What must be handed in is the entire listing, exactly as written, with no pictures.

= = =

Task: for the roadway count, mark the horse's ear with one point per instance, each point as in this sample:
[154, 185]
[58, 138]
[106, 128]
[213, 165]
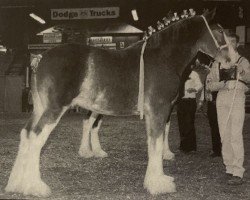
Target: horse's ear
[209, 15]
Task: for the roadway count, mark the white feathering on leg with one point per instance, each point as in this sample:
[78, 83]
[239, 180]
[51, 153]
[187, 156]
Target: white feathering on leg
[167, 154]
[95, 142]
[155, 181]
[85, 150]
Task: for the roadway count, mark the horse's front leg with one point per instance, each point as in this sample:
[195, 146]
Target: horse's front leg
[167, 154]
[156, 182]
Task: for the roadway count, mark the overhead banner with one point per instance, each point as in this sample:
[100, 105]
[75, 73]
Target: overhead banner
[100, 40]
[84, 13]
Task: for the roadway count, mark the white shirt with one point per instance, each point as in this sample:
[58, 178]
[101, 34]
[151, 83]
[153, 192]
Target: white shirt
[193, 82]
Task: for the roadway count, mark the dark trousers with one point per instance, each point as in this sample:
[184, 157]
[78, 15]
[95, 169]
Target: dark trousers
[186, 109]
[213, 122]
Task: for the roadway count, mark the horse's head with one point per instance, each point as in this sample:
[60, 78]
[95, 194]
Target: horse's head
[214, 41]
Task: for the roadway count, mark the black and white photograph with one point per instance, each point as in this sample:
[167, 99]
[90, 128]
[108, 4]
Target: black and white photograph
[125, 99]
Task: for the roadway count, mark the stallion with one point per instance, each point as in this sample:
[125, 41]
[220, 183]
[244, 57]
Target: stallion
[90, 144]
[107, 82]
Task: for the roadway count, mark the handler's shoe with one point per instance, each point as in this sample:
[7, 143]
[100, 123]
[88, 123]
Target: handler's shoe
[235, 180]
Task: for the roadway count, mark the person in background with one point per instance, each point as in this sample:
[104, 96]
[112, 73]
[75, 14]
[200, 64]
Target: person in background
[210, 98]
[230, 103]
[186, 109]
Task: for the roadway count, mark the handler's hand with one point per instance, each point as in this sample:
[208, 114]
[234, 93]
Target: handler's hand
[199, 105]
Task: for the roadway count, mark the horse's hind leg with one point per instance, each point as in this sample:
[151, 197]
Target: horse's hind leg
[156, 182]
[25, 177]
[95, 143]
[167, 154]
[85, 147]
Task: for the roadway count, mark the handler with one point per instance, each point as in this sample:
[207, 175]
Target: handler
[224, 81]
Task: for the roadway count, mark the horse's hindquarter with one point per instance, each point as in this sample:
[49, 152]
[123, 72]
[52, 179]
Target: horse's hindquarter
[111, 83]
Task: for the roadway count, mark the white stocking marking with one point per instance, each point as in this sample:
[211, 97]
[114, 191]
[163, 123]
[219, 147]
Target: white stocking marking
[25, 177]
[85, 150]
[95, 143]
[155, 181]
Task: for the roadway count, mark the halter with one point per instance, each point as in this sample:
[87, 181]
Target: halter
[212, 35]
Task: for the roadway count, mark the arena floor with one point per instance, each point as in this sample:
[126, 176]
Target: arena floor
[120, 176]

= = =

• **Solution for this task**:
Task: for the roadway count, mark the horse's ear with one point per instance, each point as in this sample:
[154, 185]
[58, 138]
[106, 128]
[213, 165]
Target: horse's ear
[209, 15]
Task: for the roadway count, mark the white feathering on leg with one point per instance, each point as in this sample:
[78, 83]
[239, 180]
[51, 153]
[187, 156]
Target: white feathering on leg
[167, 154]
[95, 142]
[155, 181]
[85, 150]
Task: for the roadway count, mark the horse's front leg with one point per instance, each point as in this sample:
[195, 146]
Target: horse's front leg
[167, 154]
[156, 182]
Task: for the roadway count, mark the overhead banner with one point per instance, each point as in this sample:
[100, 105]
[75, 73]
Target: overhead banner
[100, 40]
[84, 13]
Task: for the roadway count, mark the white shirt with one point per instance, each point as in this sample:
[58, 178]
[101, 34]
[151, 83]
[153, 192]
Target: white shirt
[193, 82]
Task: for the roadway count, mark the dark trousers with one point per instance, each point as in this sample:
[184, 157]
[78, 15]
[95, 169]
Target: dark trousers
[186, 109]
[213, 122]
Task: for the roadway count, mark the horse's head with one point per instance, each point as in this sample:
[60, 78]
[95, 194]
Target: horse's head
[214, 41]
Task: for the roadway count, mark the black and white photograph with one point per instance, each point as in this sample:
[167, 99]
[90, 128]
[108, 4]
Target: black and white photograph
[125, 99]
Task: for the roadway count, mark the stallion with one point per instance, each point as in this sample:
[125, 41]
[220, 183]
[244, 57]
Target: stallion
[90, 144]
[107, 82]
Task: for the roadway count, mark the handler's shoe with one point per instance, each point as in this sample:
[7, 143]
[100, 123]
[88, 123]
Target: handler's shoe
[235, 180]
Task: for the roadway count, mark the person in background with one point per instance, each point as in this sample:
[104, 96]
[112, 73]
[75, 14]
[200, 64]
Target: person in background
[210, 98]
[230, 103]
[186, 109]
Task: for the roadway count, mark the handler's hand with one point per instance, each point as in this sample:
[208, 114]
[234, 93]
Target: handler's hand
[199, 105]
Task: for the roadway count, mark the horse's hind leg with one point per instance, each point as in this sample:
[151, 197]
Target: horse's hind leg
[156, 182]
[25, 177]
[95, 143]
[167, 154]
[85, 147]
Task: for the roadway count, mark the handler with one point per instance, each point as in this sample:
[207, 175]
Target: handler
[224, 81]
Task: for the roadway count, mark the horse's hindquarter with one point per instance, each point as in this sample:
[49, 152]
[123, 72]
[52, 179]
Target: horse's hindquarter
[111, 83]
Task: for the roadway count, mark the white stocking marking with one point per instance, each point as in this sample:
[211, 97]
[114, 191]
[163, 123]
[219, 147]
Target: white stocking marking
[25, 177]
[85, 150]
[95, 143]
[155, 181]
Task: for the roadway count, mark the halter with one point per instance, each point as in this sample:
[87, 181]
Target: halter
[212, 35]
Task: for the roadway count, mark the arena floor with one point per instance, each point as in this sample:
[126, 176]
Target: arena floor
[120, 176]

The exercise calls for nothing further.